## BEGIN Source material
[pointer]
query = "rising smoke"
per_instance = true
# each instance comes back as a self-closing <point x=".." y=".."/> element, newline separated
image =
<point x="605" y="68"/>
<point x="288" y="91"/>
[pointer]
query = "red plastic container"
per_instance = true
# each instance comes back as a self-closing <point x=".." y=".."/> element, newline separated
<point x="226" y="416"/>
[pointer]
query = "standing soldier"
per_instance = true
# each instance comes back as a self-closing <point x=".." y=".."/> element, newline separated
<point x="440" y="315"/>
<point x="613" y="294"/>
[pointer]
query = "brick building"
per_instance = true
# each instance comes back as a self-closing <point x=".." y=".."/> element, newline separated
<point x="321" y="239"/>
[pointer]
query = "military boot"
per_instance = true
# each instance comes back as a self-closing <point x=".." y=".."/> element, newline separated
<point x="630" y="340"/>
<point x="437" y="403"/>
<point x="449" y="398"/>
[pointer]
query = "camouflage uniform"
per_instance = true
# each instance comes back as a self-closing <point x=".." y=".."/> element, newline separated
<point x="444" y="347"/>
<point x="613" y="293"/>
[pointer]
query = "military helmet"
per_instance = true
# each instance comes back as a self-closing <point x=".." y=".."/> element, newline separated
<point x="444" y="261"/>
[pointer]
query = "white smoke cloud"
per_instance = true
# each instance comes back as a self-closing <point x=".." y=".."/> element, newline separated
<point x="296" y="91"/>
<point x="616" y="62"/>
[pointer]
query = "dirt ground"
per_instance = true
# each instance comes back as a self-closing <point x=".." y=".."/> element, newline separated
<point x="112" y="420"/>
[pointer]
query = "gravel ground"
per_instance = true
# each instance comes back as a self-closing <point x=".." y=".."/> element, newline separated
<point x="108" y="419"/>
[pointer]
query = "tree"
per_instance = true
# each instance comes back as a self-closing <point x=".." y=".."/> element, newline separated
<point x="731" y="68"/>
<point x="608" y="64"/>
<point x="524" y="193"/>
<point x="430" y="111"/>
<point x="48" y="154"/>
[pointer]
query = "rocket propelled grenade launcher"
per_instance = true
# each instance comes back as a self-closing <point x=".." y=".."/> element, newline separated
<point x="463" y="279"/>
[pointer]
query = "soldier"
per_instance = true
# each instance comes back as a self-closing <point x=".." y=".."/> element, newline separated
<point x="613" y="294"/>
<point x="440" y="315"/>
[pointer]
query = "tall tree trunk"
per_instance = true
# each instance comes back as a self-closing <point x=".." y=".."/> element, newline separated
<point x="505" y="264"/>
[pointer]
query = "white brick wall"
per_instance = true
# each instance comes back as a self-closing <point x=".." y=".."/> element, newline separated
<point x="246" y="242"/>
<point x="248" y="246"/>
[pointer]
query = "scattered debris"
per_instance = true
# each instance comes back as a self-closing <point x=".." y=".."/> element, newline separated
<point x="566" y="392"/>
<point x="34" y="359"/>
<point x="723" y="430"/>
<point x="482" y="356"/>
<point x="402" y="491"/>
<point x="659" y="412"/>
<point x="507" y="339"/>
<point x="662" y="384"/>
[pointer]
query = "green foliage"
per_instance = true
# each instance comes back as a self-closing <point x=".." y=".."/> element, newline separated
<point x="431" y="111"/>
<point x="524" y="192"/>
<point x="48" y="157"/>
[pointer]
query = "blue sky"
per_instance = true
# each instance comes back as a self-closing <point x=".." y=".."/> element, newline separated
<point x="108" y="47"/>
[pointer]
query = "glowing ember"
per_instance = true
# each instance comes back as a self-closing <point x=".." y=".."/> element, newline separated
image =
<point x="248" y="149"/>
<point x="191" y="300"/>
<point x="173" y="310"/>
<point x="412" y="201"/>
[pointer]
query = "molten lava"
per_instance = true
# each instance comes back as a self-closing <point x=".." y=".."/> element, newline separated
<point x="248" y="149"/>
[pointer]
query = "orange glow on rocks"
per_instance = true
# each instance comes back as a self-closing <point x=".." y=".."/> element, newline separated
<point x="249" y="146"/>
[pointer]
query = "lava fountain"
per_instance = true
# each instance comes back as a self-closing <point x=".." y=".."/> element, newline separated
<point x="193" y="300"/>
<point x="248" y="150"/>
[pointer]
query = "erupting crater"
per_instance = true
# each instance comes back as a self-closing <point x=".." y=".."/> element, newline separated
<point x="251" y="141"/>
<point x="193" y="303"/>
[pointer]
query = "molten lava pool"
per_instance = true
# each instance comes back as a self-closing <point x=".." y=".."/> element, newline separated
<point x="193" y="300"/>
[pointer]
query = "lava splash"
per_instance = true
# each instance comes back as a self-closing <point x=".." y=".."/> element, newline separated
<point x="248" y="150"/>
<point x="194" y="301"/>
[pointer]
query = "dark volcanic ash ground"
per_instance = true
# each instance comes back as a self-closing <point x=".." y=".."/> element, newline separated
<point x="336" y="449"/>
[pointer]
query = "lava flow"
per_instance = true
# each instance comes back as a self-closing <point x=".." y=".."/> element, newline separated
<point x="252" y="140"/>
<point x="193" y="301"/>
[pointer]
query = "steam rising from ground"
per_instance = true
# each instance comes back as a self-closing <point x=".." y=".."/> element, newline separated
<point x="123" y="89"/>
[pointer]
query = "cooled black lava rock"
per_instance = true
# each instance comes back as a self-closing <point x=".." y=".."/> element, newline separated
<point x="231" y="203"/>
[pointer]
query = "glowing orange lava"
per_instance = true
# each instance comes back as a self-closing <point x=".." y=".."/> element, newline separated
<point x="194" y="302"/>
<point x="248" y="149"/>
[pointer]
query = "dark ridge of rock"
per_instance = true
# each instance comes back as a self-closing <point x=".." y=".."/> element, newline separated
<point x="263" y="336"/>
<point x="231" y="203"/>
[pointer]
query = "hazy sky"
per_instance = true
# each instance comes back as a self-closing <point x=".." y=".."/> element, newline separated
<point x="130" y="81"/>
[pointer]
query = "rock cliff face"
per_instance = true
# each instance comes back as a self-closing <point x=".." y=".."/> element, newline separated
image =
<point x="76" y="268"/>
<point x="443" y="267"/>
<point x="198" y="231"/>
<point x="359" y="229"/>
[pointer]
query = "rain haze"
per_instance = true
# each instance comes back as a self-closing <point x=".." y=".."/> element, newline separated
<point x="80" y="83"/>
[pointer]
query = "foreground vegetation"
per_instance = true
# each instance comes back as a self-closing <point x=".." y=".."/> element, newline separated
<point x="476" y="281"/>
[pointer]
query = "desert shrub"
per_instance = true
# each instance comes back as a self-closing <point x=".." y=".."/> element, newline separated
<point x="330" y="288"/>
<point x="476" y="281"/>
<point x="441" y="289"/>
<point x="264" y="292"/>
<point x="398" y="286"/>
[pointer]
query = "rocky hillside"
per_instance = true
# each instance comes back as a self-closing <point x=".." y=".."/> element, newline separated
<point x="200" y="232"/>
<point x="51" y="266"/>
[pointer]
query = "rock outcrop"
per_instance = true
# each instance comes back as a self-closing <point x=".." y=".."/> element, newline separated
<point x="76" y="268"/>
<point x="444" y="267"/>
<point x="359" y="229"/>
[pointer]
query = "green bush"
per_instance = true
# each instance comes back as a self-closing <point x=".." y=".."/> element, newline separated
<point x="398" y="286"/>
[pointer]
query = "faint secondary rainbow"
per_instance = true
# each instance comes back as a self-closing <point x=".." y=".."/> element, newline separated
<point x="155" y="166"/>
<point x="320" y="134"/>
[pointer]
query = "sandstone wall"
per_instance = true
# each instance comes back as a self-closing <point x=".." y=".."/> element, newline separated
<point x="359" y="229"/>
## END Source material
# Requirements
Write out every entry verbatim.

# The solution
[pointer]
query = "rising smoke"
per_instance = true
# each instance comes back as a self-closing <point x=".." y=".."/> element, newline separated
image =
<point x="605" y="68"/>
<point x="288" y="91"/>
[pointer]
query = "red plastic container"
per_instance = true
# each instance comes back as a self-closing <point x=".." y=".."/> element, newline separated
<point x="226" y="416"/>
[pointer]
query = "standing soldier"
per_instance = true
# each instance comes back as a self-closing <point x=".." y=".."/> element, newline separated
<point x="440" y="315"/>
<point x="613" y="294"/>
[pointer]
query = "brick building"
per_instance = true
# each instance comes back as a self-closing <point x=".." y=".."/> element, newline separated
<point x="321" y="239"/>
[pointer]
query = "military boot"
per_instance = true
# each instance comes back as a self-closing <point x=".." y=".."/> element, newline separated
<point x="630" y="340"/>
<point x="437" y="403"/>
<point x="449" y="398"/>
[pointer]
query = "camouflage uniform"
per_instance = true
# each instance comes back as a self-closing <point x=".." y=".."/> element, newline separated
<point x="444" y="347"/>
<point x="613" y="293"/>
[pointer]
query = "military helmet"
per_instance = true
# each instance comes back as a self-closing <point x=".." y=".."/> element, newline separated
<point x="444" y="261"/>
[pointer]
query = "white smoke cloud"
per_instance = true
# each instance comes back as a self-closing <point x=".." y=".."/> element, newline separated
<point x="296" y="91"/>
<point x="616" y="62"/>
[pointer]
query = "dirt ground"
per_instance = true
# each instance comes back as a self-closing <point x=".." y=".."/> element, newline separated
<point x="112" y="420"/>
[pointer]
query = "gravel ground"
per_instance = true
# each instance comes back as a self-closing <point x=".." y=".."/> element, newline separated
<point x="108" y="419"/>
[pointer]
query = "tree"
per_instance = true
# each instance comes back as a self-closing <point x=".." y=".."/> element, newline separated
<point x="731" y="68"/>
<point x="608" y="64"/>
<point x="524" y="193"/>
<point x="430" y="111"/>
<point x="48" y="154"/>
[pointer]
query = "rocket propelled grenade launcher"
per_instance = true
# each instance comes back as a self-closing <point x=".." y=".."/> element, newline separated
<point x="463" y="279"/>
[pointer]
query = "soldier"
per_instance = true
# each instance comes back as a self-closing <point x=".." y=".."/> element, newline separated
<point x="613" y="294"/>
<point x="440" y="315"/>
[pointer]
query = "tall tree trunk"
per_instance = true
# each instance comes back as a self-closing <point x=".." y=".."/> element, newline separated
<point x="505" y="264"/>
[pointer]
query = "white brick wall"
per_instance = true
# each instance comes back as a self-closing <point x=".." y=".."/> element, newline separated
<point x="246" y="242"/>
<point x="248" y="246"/>
[pointer]
query = "scattered debris"
per_instance = true
# each instance comes back as a self-closing <point x=".." y=".."/> element, newline separated
<point x="566" y="392"/>
<point x="34" y="359"/>
<point x="723" y="430"/>
<point x="482" y="356"/>
<point x="402" y="491"/>
<point x="659" y="412"/>
<point x="507" y="339"/>
<point x="662" y="384"/>
[pointer]
query = "green foliage"
per_instance = true
# each instance comes back as a self-closing <point x=".." y=".."/> element, newline separated
<point x="431" y="111"/>
<point x="524" y="192"/>
<point x="48" y="157"/>
[pointer]
query = "blue sky"
per_instance = true
# each instance comes back as a self-closing <point x=".." y=".."/> element, newline separated
<point x="108" y="47"/>
[pointer]
query = "glowing ember"
per_instance = true
# each instance comes back as a self-closing <point x=".." y=".."/> element, newline separated
image =
<point x="248" y="149"/>
<point x="191" y="300"/>
<point x="173" y="310"/>
<point x="412" y="201"/>
[pointer]
query = "molten lava"
per_instance = true
# each instance comes back as a self-closing <point x=".." y=".."/> element, newline separated
<point x="248" y="149"/>
[pointer]
query = "orange glow on rocks"
per_instance = true
# each instance comes back as a self-closing <point x=".." y=".."/> element, newline separated
<point x="249" y="146"/>
[pointer]
query = "lava fountain"
per_instance = true
# each instance comes back as a self-closing <point x=".." y=".."/> element, newline separated
<point x="193" y="300"/>
<point x="248" y="150"/>
[pointer]
query = "erupting crater"
per_instance = true
# each instance comes back as a self-closing <point x=".." y=".."/> element, newline separated
<point x="251" y="141"/>
<point x="193" y="303"/>
[pointer]
query = "molten lava pool"
per_instance = true
# each instance comes back as a self-closing <point x=".." y=".."/> element, newline separated
<point x="193" y="300"/>
[pointer]
query = "lava splash"
per_instance = true
# each instance comes back as a self-closing <point x=".." y=".."/> element, newline separated
<point x="248" y="150"/>
<point x="194" y="301"/>
[pointer]
query = "dark volcanic ash ground"
per_instance = true
# each instance comes back as a self-closing <point x=".." y=".."/> element, newline separated
<point x="336" y="449"/>
[pointer]
query = "lava flow"
per_instance = true
# each instance comes back as a self-closing <point x=".." y=".."/> element, newline separated
<point x="252" y="140"/>
<point x="193" y="301"/>
[pointer]
query = "steam rising from ground"
per_instance = true
# each instance comes back as a self-closing <point x=".." y=".."/> element, newline separated
<point x="123" y="89"/>
[pointer]
query = "cooled black lava rock"
per_instance = true
# each instance comes back as a self-closing <point x=".." y=".."/> element, newline separated
<point x="231" y="203"/>
[pointer]
query = "glowing orange lava"
per_instance = true
# each instance comes back as a self-closing <point x=".." y=".."/> element, newline separated
<point x="194" y="302"/>
<point x="248" y="149"/>
[pointer]
query = "dark ridge of rock"
per_instance = true
# each instance comes back as a self-closing <point x=".." y=".."/> element, newline separated
<point x="263" y="336"/>
<point x="231" y="203"/>
[pointer]
query = "hazy sky"
per_instance = true
# each instance comes back as a self-closing <point x=".." y=".."/> element, newline separated
<point x="130" y="81"/>
[pointer]
query = "rock cliff face"
per_instance = true
# each instance comes back as a self-closing <point x=".." y=".."/> element, newline separated
image =
<point x="76" y="268"/>
<point x="443" y="267"/>
<point x="198" y="231"/>
<point x="359" y="229"/>
[pointer]
query = "rain haze"
per_instance = true
# each instance comes back as a self-closing <point x=".." y=".."/> element, newline separated
<point x="80" y="83"/>
[pointer]
query = "foreground vegetation"
per_instance = true
# each instance comes back as a self-closing <point x=".." y=".."/> element, newline separated
<point x="476" y="281"/>
[pointer]
query = "desert shrub"
per_instance = true
# each instance comes back as a self-closing <point x=".." y=".."/> element, newline separated
<point x="330" y="288"/>
<point x="476" y="281"/>
<point x="441" y="289"/>
<point x="264" y="292"/>
<point x="398" y="286"/>
[pointer]
query = "rocky hillside"
per_instance = true
# each instance comes back as a self-closing <point x=".." y=".."/> element, newline separated
<point x="200" y="232"/>
<point x="51" y="266"/>
[pointer]
query = "rock outcrop"
per_instance = true
# each instance comes back as a self-closing <point x=".." y=".."/> element, newline separated
<point x="76" y="268"/>
<point x="444" y="267"/>
<point x="359" y="229"/>
[pointer]
query = "green bush"
per_instance = true
# each instance comes back as a self-closing <point x=".." y=".."/> element, newline separated
<point x="398" y="286"/>
[pointer]
query = "faint secondary rainbow"
per_instance = true
# each instance comes back as a self-closing <point x=".." y=".."/> element, newline separated
<point x="155" y="166"/>
<point x="320" y="134"/>
[pointer]
query = "sandstone wall"
per_instance = true
# each instance comes back as a self-closing <point x=".." y=".."/> element, newline separated
<point x="359" y="229"/>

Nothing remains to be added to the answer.